Nothing in the records may be altered; repeat them exactly.

[[ Data supplied open ]]

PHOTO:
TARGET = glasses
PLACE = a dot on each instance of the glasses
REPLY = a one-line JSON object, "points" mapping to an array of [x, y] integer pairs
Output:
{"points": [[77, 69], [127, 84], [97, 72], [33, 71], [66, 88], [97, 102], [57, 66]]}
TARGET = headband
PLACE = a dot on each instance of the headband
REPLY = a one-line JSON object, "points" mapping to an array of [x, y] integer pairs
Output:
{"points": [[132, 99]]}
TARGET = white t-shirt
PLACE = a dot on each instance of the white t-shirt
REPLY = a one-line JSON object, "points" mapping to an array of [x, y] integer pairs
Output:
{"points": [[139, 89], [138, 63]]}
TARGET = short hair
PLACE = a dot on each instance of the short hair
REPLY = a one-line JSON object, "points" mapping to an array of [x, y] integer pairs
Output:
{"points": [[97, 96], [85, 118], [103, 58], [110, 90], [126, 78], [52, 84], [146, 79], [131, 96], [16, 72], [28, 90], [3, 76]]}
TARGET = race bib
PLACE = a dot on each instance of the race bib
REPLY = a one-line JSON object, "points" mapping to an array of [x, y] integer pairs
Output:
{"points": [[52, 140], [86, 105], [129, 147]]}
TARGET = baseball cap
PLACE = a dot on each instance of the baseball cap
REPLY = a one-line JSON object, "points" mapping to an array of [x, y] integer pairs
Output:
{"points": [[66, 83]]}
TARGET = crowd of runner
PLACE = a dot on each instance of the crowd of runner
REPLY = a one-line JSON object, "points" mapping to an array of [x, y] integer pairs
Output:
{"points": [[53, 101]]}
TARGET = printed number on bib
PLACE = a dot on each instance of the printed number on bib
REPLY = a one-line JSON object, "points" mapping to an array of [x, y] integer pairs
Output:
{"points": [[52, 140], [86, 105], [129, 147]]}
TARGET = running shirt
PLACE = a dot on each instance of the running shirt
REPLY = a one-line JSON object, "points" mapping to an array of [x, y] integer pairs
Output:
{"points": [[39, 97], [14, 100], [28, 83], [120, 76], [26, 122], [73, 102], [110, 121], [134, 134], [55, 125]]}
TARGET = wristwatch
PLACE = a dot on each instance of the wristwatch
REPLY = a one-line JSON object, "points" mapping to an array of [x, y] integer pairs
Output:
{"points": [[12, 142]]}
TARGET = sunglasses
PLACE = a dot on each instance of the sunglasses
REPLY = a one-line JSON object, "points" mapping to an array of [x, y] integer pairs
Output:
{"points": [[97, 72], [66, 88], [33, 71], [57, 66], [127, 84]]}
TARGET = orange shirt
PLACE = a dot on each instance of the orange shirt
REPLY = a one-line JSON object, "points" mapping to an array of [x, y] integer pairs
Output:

[[ Data supplied closed ]]

**Answer box**
PHOTO:
TARGET = glasses
PLACE = a dot on each instance of the glasses
REPLY = a one-line JSON object, "points" mapping to an array of [x, y] integer pairs
Output:
{"points": [[77, 69], [127, 84], [97, 72], [33, 71], [66, 88], [97, 102], [57, 66]]}
TARGET = headband
PLACE = a dot on each instance of the headband
REPLY = a one-line JSON object, "points" mapping to an array of [x, y] integer pairs
Output:
{"points": [[132, 99]]}
TARGET = white t-shirt
PLACE = a dot on each instance of the white t-shirt
REPLY = a one-line JSON object, "points" mapping to an array of [x, y] integer pairs
Output:
{"points": [[139, 89], [138, 63]]}
TARGET = short hair
PLACE = a dot on each instance of the short hair
REPLY = a one-line JSON object, "points" mapping to an array of [x, y] integer pairs
Output:
{"points": [[97, 96], [85, 118], [103, 58], [110, 90], [126, 78], [52, 84], [146, 79], [131, 96], [16, 72], [28, 90], [3, 76]]}
TARGET = race bib
PLACE = a dot on each instance of the race bib
REPLY = a one-line JSON object, "points" mapping to an array of [x, y] integer pairs
Output:
{"points": [[52, 140], [86, 105], [129, 147]]}
TARGET = baseball cap
PLACE = a dot on each instance of the baseball cap
REPLY = a one-line JSON object, "points" mapping to an array of [x, y] integer pairs
Output:
{"points": [[66, 83]]}
TARGET = crowd of runner
PLACE = a dot on each instance of the crowd of runner
REPLY = a one-line JSON object, "points" mapping to an array of [x, y] integer pairs
Output:
{"points": [[53, 101]]}
TARGET = printed number on bib
PLACE = a dot on each instance of the printed number on bib
REPLY = a one-line JSON object, "points" mapping to an array of [x, y] integer pairs
Output:
{"points": [[52, 140], [86, 105], [129, 147]]}
TARGET = running shirt
PLACE = a dot on each instance of the running shirt
REPLY = a one-line JSON object, "points" mapping to an array of [x, y] integer pairs
Output:
{"points": [[39, 97], [14, 100], [28, 83], [120, 76], [26, 122], [73, 102], [110, 121], [134, 134], [55, 125]]}
TARGET = wristwatch
PLACE = a dot on each instance of the wristwatch
REPLY = a one-line JSON object, "points" mapping to an array of [x, y] integer pairs
Output:
{"points": [[12, 142]]}
TARGET = sunglasses
PLACE = a dot on each instance of the sunglasses
REPLY = a one-line JSON object, "points" mapping to an array of [x, y] integer pairs
Output:
{"points": [[97, 72], [66, 88], [33, 71], [57, 66], [127, 84]]}
TARGET = orange shirt
PLACE = a dot on each instance of the orange shirt
REPLY = a one-line JSON object, "points" mapping to an array of [x, y] integer pairs
Output:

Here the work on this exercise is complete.